- Obiettivo 1 -
Restituisci il passo del brano sull'articolo 674 c.p. che inizia con "Il Tribunale ha" e termina con "reato viene perfezionato.", riproducendolo parola per parola.

- Segmento del documento -
────────────────────

Non viene fornita in particolare, alcuna indicazione sui principi fisici in forza dei quali il getto deve avvenire (ad esempio, caduta per gravità, spinta meccanica, lancio manuale etc.) né sulla traiettoria che la cosa gettata deve compiere.

Si è osservato in dottrina che “il  getto ed il versamento possono essere diretti ed indiretti; possono essere attuati con qualsiasi mezzo ed in qualsiasi tempo: con spinta dall’alto in basso, dal basso in alto ovvero orizzontalmente; da un punto fisso o mobile, come da un treno, da una vettura in corsa, ecc.”[14]

Tale indeterminatezza induce a ritenere che possa rientrare nel concetto di getto anche l’emissione di onde elettromagnetiche attraverso elettrodotti, impianti di radiotrasmissione o altri impianti.

E’ infatti indubbio che la diffusione in un’area circostante di radiazioni elettromagnetiche secondo i principi fisici di propagazione che la regolano, possano qualificarsi come vero e proprio “getto”.

Il Tribunale ha inoltre espressamente escluso, riconoscendo la validità delle argomentazioni svolte dal G.I.P. che i campi elettromagnetici possano qualificarsi come “cose” secondo il disposto degli articoli in esame.

Anche tali considerazioni sembra possano essere confutate.

  L’utilizzazione del termine “cosa” da parte del legislatore sembra infatti volutamente generico e finalizzato a rendere più ampio possibile l’oggetto del versamento o del getto.

Sembra dunque che requisito principale della “cosa” contemplata dall’articolo 674 c.p. sia l’attitudine ad offendere imbrattare o molestare le persone poiché è su tale caratteristica che è orientata l’attenzione del legislatore più che sul mezzo attraverso il quale il reato viene perfezionato.

Secondo la dottrina[15] “cosa” con riferimento alla norma in esame “è termine giuridico comprendente ogni genere (solida, liquida, fluida, animata, inanimata ecc.)”.

Del resto, da un punto di vista naturalistico, l’energia elettromagnetica può senz’altro qualificarsi come “cosa” avendo una sua individualità fisica, essendo suscettibile di misurazione e di utilizzazione per gli scopi più diversi.

────────────────────

- Record forniti -

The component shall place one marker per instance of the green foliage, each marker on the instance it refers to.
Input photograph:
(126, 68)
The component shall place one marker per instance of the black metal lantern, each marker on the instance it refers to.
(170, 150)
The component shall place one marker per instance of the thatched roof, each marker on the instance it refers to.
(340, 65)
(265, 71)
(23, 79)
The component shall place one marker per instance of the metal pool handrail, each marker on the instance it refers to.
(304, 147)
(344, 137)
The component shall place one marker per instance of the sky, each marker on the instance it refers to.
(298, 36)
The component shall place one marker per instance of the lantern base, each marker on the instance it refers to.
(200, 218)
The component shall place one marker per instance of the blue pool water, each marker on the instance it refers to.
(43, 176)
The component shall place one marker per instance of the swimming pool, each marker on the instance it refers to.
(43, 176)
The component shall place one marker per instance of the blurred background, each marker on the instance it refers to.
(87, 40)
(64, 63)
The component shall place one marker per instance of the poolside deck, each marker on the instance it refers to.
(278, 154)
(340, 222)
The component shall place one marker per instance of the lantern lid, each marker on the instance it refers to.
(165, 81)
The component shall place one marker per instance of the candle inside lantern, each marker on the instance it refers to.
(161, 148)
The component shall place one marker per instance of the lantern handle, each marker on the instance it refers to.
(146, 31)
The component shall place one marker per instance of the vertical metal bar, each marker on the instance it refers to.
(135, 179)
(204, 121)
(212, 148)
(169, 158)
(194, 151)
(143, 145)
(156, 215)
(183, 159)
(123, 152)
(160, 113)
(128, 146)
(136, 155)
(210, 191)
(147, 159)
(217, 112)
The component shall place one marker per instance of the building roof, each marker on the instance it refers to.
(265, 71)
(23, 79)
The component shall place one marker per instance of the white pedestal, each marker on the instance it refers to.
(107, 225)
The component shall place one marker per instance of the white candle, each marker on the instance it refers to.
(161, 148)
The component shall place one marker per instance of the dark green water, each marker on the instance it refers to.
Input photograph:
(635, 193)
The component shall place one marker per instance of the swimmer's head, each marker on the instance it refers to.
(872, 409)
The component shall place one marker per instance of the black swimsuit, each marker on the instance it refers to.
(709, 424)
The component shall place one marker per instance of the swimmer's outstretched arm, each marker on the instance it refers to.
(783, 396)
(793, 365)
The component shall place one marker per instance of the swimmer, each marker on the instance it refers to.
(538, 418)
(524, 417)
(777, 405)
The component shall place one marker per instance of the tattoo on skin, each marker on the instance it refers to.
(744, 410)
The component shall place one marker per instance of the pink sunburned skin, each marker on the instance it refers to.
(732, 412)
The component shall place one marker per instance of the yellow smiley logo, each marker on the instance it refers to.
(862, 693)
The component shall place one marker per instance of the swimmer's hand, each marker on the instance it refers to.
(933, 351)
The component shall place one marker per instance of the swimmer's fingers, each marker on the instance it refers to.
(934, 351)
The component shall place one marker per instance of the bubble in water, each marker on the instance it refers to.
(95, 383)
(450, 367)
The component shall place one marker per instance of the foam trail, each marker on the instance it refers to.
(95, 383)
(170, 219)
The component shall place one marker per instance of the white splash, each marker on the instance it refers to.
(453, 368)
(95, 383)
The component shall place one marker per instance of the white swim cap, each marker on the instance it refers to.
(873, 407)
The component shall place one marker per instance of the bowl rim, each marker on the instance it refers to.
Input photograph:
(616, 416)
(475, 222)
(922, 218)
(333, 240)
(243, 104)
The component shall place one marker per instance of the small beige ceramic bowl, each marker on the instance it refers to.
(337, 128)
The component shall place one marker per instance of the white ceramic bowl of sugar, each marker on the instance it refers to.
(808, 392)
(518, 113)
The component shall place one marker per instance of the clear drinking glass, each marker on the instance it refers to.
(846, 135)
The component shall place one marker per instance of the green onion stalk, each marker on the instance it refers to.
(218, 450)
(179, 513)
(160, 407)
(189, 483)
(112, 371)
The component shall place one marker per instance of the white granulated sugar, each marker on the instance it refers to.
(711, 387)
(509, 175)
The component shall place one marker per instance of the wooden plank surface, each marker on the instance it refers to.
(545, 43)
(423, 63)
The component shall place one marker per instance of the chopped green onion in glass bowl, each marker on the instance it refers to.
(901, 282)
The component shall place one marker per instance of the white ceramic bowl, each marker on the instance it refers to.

────────────────────

- Obiettivo 2 -
Restituisci tutte le righe dei record che contengono la stringa "glass", tenendo conto di maiuscole e minuscole.

- Soluzione scritta 1 -
Il Tribunale ha inoltre espressamente escluso, riconoscendo la validità delle argomentazioni svolte dal G.I.P. che i campi elettromagnetici possano qualificarsi come “cose” secondo il disposto degli articoli in esame.

Anche tali considerazioni sembra possano essere confutate.

  L’utilizzazione del termine “cosa” da parte del legislatore sembra infatti volutamente generico e finalizzato a rendere più ampio possibile l’oggetto del versamento o del getto.

Sembra dunque che requisito principale della “cosa” contemplata dall’articolo 674 c.p. sia l’attitudine ad offendere imbrattare o molestare le persone poiché è su tale caratteristica che è orientata l’attenzione del legislatore più che sul mezzo attraverso il quale il reato viene perfezionato.

- Soluzione scritta 2 -
The component shall place one marker per instance of the clear drinking glass, each marker on the instance it refers to.
The component shall place one marker per instance of the chopped green onion in glass bowl, each marker on the instance it refers to.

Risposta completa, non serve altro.